Records
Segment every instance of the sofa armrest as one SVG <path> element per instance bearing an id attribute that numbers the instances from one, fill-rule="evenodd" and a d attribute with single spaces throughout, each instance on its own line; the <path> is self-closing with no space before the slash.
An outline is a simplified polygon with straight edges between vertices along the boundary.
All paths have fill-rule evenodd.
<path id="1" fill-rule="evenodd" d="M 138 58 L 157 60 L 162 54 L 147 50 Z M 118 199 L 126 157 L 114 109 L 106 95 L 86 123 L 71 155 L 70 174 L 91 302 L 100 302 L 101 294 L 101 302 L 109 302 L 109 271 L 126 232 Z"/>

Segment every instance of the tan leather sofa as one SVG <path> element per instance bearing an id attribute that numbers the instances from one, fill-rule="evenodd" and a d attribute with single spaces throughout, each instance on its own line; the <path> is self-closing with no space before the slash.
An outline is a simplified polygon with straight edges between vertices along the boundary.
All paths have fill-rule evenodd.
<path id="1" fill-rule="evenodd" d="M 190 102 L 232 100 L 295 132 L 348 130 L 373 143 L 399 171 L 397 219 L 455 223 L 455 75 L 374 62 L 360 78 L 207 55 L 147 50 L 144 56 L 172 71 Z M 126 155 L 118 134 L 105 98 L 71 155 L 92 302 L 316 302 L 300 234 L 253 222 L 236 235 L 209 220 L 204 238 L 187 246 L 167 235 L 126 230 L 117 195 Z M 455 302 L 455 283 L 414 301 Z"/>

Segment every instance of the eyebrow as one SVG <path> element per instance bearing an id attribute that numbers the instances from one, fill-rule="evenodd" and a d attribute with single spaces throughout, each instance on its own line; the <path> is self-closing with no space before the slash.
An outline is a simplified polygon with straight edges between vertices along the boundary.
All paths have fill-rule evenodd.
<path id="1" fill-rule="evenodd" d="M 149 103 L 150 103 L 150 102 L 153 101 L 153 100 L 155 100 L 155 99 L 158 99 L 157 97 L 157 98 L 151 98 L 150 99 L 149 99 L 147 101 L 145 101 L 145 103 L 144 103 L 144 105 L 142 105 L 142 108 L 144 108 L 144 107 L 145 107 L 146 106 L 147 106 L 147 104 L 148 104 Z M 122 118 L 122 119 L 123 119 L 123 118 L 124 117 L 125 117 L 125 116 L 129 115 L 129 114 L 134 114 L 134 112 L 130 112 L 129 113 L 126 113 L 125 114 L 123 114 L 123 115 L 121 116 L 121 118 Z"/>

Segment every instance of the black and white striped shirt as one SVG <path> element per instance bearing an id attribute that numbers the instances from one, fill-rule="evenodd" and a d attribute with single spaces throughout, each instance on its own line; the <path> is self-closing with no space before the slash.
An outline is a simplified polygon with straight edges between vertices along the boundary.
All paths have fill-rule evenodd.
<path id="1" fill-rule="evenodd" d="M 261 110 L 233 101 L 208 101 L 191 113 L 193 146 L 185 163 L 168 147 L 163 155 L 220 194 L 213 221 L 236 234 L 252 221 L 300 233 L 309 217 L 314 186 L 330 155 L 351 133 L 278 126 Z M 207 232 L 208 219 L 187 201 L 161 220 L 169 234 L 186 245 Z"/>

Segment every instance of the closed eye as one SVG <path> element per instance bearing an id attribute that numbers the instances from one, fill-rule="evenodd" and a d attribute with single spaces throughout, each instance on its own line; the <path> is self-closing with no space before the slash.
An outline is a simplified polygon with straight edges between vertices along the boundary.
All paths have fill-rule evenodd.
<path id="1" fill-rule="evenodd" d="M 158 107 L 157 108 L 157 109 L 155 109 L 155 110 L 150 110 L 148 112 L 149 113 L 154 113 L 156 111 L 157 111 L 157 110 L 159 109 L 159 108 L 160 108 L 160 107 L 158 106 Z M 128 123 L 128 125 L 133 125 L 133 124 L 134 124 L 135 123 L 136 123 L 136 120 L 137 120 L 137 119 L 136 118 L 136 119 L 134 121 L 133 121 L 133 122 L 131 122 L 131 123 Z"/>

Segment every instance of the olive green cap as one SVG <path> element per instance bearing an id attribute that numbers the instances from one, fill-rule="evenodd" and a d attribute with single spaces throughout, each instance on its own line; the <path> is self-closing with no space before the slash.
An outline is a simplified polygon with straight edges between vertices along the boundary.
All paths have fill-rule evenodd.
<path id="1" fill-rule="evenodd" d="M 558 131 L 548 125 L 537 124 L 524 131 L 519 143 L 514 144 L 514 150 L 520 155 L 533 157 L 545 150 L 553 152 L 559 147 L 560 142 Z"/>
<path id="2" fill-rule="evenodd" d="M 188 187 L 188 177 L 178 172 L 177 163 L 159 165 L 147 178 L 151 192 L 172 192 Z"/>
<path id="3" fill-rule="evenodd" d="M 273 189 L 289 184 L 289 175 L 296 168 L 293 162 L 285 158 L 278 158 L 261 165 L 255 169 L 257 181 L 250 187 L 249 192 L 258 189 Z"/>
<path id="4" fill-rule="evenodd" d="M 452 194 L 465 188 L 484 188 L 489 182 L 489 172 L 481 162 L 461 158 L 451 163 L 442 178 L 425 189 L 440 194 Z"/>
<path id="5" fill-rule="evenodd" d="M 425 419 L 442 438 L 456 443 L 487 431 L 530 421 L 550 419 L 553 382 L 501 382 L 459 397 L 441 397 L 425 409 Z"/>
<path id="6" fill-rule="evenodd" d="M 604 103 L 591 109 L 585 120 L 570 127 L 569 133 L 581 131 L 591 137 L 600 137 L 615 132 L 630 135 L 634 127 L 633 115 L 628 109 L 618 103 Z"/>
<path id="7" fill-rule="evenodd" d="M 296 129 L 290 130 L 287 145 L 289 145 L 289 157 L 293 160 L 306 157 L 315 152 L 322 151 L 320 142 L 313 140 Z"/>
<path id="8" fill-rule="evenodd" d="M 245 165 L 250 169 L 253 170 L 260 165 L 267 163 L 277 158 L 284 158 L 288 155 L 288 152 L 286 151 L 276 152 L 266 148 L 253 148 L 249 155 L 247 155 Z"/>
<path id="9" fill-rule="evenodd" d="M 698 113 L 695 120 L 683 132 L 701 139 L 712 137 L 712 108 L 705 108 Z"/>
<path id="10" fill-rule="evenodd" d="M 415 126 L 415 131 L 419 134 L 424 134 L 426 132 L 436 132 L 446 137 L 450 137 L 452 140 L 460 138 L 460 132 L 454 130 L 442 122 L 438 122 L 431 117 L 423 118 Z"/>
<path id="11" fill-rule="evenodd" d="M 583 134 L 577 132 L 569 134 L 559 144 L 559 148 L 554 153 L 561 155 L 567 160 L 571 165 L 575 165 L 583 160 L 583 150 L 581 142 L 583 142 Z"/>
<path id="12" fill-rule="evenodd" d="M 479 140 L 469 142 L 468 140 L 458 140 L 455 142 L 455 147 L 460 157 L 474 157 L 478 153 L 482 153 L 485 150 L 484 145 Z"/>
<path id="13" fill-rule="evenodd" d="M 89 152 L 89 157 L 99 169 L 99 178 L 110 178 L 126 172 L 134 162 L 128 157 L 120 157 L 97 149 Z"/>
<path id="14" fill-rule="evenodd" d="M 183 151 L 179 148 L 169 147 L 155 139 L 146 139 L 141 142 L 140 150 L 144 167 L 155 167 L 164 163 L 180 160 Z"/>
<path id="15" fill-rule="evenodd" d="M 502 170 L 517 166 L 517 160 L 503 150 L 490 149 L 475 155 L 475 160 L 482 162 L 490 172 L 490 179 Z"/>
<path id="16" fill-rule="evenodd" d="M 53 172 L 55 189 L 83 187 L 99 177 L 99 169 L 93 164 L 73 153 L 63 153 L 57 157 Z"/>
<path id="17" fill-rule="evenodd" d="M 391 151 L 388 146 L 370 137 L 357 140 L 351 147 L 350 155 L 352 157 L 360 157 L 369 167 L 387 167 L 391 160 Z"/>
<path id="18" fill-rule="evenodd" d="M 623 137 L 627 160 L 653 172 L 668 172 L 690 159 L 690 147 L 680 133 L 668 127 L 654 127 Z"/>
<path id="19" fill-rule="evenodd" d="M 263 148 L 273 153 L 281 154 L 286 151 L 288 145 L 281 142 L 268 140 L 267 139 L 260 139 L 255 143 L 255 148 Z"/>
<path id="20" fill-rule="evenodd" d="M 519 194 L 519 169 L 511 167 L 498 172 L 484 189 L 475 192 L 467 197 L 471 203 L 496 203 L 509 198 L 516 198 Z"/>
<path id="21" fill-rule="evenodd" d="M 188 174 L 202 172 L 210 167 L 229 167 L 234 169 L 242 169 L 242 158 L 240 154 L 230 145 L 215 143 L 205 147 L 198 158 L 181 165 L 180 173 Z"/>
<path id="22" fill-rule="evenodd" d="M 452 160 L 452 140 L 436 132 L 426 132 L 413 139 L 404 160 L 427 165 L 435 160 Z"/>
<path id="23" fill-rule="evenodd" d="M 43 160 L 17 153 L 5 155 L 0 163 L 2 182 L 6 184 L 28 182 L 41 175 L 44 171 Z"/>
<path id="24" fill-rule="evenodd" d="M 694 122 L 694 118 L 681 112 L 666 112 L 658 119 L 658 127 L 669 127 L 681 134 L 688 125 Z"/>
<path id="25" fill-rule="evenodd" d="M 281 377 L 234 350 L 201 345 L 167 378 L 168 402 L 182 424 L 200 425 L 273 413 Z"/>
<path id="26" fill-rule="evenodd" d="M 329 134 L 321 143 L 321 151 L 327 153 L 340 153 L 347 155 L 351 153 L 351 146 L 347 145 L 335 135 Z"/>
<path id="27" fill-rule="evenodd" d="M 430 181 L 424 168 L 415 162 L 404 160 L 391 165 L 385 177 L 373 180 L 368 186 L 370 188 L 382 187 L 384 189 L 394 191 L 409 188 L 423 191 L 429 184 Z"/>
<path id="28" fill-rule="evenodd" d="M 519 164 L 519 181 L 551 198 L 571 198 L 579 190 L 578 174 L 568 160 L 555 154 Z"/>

Exercise task: Copy out, word for word, the lines starting with the one containing "Segment every instance of the black" and ending with the one containing "261 110 L 233", including both.

Expected answer:
Segment every instance of the black and white striped shirt as one SVG <path> element per instance bearing an id attribute that numbers the instances from one, fill-rule="evenodd" and a d attribute with single spaces throughout, each instance on its own line; the <path> is self-closing with no space before the slash.
An outline is a simplified polygon with straight edges between vertices along the boundary.
All paths have fill-rule evenodd.
<path id="1" fill-rule="evenodd" d="M 261 110 L 233 101 L 208 101 L 191 113 L 193 146 L 185 163 L 168 147 L 163 155 L 220 194 L 213 221 L 236 234 L 252 221 L 300 233 L 309 217 L 314 186 L 330 155 L 351 133 L 278 126 Z M 207 232 L 208 219 L 187 201 L 161 220 L 169 234 L 186 245 Z"/>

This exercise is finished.